═════ PROVIDED PASSAGE

After a one year stop, this blog is back!
To start with my OpEd in this month's Communication mag. It's about blogs and social networks.
By Jihad Bitar
Head of Knowledge at Quantum Communications
When the editor of this fine magazine contacted me for this column, the first question she asked me was “why haven’t you been updating your blog?”. Even though the true reason was a fashionable laziness attitude in these hot summer days, I also noted that my “blog monitoring” business had gone down by 50% in the last two years, while my Facebook and Twitter listening revenues was up by 400%!
So are blogs dying? What is certain is that we are a large 190 million worldwide blog population… but a declining one. The number of blogs created has gone down significantly in the last 3 years. And of the 190 million blogs out there, only 4% (source: Technocrati) were updated in the last 4 months, indicating a slow but certain erosion. Instead of creating a blog to post ideas or comments on the neighbors, user x now prefers to open a Facebook page (much faster) and/or twit on the predicament of having noisy neighbors. Twitter and Facebook’s unique strength is unmatchable for the typical blog: they both need less content: Creating and updating content is probably one of the most annoying thing user x has ever done.
The venerable Economist magazine put it best in its June 24th 2010 issue, when it quoted a researcher - a self proclaimed “blog archeologist” – describing his research platform as a “vast field of dead blogs”. In the last year, growth of Blogger and WordPress, the world’s two leading blog hosting platforms, have stagnated , while that of Facebook surged by 66% and Twitter by 47% (source: Nielsen Research)

══════════
═════ MATERIAL

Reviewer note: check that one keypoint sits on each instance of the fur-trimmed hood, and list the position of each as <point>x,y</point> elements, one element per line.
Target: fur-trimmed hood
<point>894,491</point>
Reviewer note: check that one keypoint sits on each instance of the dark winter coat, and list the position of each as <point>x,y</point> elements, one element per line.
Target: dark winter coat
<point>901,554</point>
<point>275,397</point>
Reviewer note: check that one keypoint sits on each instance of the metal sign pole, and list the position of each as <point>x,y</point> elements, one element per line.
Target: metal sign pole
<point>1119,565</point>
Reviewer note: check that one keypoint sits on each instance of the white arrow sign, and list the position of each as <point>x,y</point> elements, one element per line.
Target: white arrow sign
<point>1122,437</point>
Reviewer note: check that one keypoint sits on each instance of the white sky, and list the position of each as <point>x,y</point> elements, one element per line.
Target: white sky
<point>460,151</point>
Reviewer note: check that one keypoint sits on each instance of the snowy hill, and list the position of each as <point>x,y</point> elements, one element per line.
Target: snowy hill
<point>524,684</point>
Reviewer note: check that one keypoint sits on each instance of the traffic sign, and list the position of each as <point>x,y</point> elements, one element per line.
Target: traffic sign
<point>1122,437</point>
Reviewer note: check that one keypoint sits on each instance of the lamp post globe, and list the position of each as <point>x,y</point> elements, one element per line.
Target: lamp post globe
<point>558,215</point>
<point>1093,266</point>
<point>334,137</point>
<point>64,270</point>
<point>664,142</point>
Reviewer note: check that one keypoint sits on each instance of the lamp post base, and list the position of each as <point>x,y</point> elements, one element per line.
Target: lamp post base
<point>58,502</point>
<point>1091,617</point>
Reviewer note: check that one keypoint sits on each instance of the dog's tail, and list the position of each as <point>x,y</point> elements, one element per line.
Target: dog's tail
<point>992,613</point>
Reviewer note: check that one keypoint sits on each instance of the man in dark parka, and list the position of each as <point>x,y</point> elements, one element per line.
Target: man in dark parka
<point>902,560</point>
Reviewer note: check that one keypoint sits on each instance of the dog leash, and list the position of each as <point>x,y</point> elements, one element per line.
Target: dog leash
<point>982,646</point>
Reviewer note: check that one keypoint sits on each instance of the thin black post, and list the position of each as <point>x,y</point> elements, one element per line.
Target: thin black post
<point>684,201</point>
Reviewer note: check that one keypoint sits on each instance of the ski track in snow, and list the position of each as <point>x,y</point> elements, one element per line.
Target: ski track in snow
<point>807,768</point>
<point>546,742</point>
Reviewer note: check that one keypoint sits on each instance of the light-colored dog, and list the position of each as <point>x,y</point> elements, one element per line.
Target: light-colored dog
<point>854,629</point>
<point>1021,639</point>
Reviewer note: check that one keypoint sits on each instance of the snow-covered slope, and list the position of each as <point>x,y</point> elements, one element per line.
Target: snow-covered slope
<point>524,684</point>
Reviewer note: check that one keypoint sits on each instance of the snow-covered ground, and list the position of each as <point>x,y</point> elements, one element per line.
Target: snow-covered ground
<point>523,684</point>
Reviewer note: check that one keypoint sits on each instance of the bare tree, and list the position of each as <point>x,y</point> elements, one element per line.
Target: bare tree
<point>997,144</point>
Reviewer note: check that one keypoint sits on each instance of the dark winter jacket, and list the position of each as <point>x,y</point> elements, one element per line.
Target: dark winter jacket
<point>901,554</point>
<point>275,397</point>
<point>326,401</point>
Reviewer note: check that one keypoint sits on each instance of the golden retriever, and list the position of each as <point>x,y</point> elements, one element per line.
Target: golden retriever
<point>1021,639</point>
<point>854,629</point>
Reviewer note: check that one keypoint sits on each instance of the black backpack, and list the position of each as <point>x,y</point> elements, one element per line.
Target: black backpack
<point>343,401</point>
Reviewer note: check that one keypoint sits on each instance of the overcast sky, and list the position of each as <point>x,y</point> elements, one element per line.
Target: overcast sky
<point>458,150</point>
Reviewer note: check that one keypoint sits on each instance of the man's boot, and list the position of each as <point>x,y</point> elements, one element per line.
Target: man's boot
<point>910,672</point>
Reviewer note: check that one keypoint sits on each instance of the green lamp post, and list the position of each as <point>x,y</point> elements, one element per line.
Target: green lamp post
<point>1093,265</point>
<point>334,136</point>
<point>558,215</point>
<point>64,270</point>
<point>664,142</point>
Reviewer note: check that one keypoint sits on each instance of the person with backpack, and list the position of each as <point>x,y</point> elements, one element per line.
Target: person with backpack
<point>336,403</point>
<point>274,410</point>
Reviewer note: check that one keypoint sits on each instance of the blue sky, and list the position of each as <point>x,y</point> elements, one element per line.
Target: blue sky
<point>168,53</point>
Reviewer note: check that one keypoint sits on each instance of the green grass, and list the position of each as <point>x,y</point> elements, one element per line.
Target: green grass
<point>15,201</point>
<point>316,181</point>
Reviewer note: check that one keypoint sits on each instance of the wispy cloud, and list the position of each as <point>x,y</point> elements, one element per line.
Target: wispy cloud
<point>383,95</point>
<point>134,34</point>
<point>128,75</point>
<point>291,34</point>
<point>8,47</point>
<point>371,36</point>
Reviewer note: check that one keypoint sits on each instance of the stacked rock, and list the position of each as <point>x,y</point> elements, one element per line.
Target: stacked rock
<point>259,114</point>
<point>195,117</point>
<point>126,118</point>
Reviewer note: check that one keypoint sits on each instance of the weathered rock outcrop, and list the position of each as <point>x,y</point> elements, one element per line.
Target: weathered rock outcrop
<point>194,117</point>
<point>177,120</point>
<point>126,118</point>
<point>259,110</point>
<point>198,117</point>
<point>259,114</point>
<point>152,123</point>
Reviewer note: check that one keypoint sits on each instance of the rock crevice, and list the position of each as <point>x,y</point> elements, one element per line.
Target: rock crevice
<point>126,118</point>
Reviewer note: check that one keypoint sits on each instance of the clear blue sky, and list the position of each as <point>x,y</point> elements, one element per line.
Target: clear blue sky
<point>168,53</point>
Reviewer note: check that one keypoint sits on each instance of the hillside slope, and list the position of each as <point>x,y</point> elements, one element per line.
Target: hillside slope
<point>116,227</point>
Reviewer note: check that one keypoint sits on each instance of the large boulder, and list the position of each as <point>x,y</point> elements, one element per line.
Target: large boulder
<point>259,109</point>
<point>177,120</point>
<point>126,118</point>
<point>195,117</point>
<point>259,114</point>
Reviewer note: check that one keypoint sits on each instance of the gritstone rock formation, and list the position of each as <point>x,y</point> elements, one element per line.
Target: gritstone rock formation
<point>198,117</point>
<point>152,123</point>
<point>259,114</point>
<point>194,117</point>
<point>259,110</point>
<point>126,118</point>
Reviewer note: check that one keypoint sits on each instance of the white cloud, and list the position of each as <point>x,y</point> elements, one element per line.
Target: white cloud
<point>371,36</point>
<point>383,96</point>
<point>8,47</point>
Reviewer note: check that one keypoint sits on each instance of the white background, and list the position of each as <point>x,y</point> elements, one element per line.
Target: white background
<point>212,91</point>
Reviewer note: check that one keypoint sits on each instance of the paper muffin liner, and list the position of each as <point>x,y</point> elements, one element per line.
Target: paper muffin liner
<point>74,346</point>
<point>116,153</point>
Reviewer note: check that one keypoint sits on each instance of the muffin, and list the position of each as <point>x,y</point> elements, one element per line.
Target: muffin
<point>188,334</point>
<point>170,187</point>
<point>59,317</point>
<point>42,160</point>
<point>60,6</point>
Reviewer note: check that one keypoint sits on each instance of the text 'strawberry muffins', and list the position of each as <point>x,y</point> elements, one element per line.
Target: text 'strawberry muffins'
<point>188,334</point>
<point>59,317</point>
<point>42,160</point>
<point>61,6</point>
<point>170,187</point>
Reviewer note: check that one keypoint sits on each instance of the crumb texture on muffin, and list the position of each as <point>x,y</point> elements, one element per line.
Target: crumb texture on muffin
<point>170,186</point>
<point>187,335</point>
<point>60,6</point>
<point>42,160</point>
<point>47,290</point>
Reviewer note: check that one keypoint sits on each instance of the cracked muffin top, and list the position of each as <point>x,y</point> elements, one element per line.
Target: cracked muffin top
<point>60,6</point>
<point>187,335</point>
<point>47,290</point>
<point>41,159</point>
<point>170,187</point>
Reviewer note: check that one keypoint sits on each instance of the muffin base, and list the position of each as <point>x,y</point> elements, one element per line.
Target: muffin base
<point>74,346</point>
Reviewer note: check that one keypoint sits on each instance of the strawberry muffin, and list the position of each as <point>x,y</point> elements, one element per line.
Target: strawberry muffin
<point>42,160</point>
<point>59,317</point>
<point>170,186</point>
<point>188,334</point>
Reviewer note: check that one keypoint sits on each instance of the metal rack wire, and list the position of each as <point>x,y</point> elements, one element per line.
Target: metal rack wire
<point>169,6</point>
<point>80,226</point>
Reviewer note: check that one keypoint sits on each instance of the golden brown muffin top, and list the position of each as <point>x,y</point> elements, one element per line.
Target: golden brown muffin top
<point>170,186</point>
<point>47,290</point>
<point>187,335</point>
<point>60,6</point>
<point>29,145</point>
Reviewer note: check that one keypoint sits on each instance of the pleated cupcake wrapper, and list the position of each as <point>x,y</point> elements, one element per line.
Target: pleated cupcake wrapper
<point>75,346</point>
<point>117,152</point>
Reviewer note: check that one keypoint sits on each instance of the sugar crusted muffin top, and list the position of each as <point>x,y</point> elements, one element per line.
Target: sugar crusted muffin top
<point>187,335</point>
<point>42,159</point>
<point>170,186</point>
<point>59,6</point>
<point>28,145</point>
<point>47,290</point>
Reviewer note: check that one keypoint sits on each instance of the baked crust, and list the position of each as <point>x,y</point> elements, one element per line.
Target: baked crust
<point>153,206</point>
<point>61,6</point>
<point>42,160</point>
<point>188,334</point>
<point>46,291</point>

══════════

* _DIRECTIONS FOR THIS TASK_:
Please reproduce the stretch of the column on declining blogs above between "After a one" and "up by 400%!", inclusive.

* _WORKED ANSWER_:
After a one year stop, this blog is back!
To start with my OpEd in this month's Communication mag. It's about blogs and social networks.
By Jihad Bitar
Head of Knowledge at Quantum Communications
When the editor of this fine magazine contacted me for this column, the first question she asked me was “why haven’t you been updating your blog?”. Even though the true reason was a fashionable laziness attitude in these hot summer days, I also noted that my “blog monitoring” business had gone down by 50% in the last two years, while my Facebook and Twitter listening revenues was up by 400%!